(Beginning of RECORDS FOR PROCESSING)

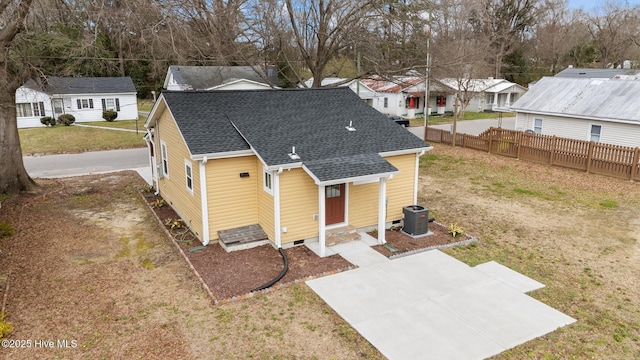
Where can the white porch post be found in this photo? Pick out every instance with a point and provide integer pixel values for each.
(321, 220)
(382, 214)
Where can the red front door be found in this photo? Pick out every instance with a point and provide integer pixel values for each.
(334, 204)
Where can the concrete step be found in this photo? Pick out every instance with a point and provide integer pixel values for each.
(343, 230)
(341, 239)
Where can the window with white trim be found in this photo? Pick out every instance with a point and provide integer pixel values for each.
(268, 181)
(188, 174)
(85, 103)
(165, 158)
(30, 109)
(594, 132)
(111, 104)
(537, 126)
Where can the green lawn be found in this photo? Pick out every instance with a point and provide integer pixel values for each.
(74, 139)
(446, 119)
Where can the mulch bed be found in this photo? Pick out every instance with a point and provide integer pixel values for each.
(234, 275)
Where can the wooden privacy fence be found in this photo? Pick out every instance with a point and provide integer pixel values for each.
(592, 157)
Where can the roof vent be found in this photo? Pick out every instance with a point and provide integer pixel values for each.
(293, 154)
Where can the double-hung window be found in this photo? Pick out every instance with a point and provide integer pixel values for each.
(84, 103)
(30, 109)
(111, 104)
(595, 132)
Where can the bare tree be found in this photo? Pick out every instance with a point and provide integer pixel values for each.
(13, 176)
(613, 32)
(506, 23)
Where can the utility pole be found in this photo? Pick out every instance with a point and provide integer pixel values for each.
(426, 88)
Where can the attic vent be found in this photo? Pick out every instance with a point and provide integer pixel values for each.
(293, 154)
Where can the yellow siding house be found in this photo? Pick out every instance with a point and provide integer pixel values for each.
(292, 163)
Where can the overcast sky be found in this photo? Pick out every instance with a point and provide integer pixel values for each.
(588, 5)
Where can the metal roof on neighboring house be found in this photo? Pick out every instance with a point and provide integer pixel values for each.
(595, 73)
(603, 99)
(272, 122)
(206, 77)
(83, 85)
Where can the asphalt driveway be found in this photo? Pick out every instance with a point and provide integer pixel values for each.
(432, 306)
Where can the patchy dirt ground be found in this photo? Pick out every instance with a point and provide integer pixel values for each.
(577, 233)
(88, 264)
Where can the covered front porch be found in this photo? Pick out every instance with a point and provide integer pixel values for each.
(336, 181)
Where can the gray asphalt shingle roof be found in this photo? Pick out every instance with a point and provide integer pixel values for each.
(274, 121)
(84, 85)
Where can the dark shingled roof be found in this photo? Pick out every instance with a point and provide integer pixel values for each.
(349, 167)
(206, 77)
(84, 85)
(273, 121)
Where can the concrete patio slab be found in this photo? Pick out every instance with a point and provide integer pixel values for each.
(510, 277)
(432, 306)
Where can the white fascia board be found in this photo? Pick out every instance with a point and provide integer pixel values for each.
(351, 179)
(223, 155)
(406, 151)
(576, 116)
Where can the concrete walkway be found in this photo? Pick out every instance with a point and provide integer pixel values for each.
(432, 306)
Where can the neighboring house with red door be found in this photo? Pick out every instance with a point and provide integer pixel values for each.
(600, 109)
(292, 163)
(484, 94)
(396, 95)
(83, 97)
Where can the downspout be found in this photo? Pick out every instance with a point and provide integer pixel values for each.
(415, 177)
(321, 220)
(203, 201)
(382, 202)
(276, 208)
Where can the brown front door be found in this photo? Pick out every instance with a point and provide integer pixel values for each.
(334, 204)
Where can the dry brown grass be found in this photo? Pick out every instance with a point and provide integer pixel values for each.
(575, 232)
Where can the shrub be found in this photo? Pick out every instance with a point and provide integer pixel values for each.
(109, 115)
(455, 230)
(66, 119)
(48, 120)
(5, 327)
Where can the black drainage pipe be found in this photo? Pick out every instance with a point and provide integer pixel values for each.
(279, 277)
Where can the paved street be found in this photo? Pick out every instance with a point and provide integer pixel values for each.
(95, 162)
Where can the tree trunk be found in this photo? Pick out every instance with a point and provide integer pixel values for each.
(13, 176)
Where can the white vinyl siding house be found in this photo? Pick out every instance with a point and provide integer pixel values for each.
(600, 110)
(84, 98)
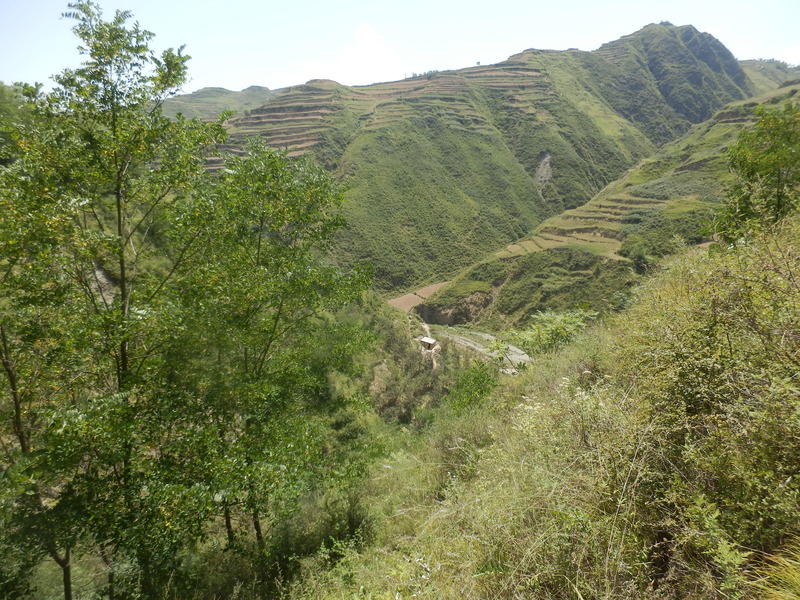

(End of RECORDS FOR PROCESSING)

Print, exactly and without pictures, the lines from the one holding "Where can the concrete walkway" through the last line of the entries above, both included.

Where can the concrete walkway be found in this photo? Pick out every instance with a point and provide integer pixel values for each.
(432, 306)
Where can the neighboring house with red door be found in this photo? Pick out every instance with a point and provide integer pixel values for each.
(600, 109)
(292, 163)
(484, 94)
(396, 95)
(83, 97)
Where can the downspout be found in this photo? Pick out every instance with a point and provide integer pixel values for each.
(415, 177)
(321, 220)
(203, 201)
(382, 202)
(276, 208)
Where can the brown front door be found in this photo? Pick out every instance with a point and provide integer pixel values for each.
(334, 204)
Where can the dry brown grass be found in this photo? Pick out every instance with a point and provide integer pixel values for each.
(575, 232)
Where can the shrub be found in this photo? Pick out every instance with a point and provide integer pixel values for each.
(109, 115)
(455, 230)
(66, 119)
(48, 120)
(5, 327)
Where can the black drainage pipe be found in this photo? Pick out every instance with a point and provide integer pixel values for each.
(279, 277)
Where can the paved street be found in this photo? Pick out every instance with a point and provide integer pixel values for each.
(95, 162)
Where can the tree trunk be found in this photo? Pick out every instance with a point and provide integer pixel values for each.
(13, 176)
Where can the white vinyl siding house be found in this photo? Pick out every instance with a point and provide integer pixel values for each.
(600, 110)
(84, 98)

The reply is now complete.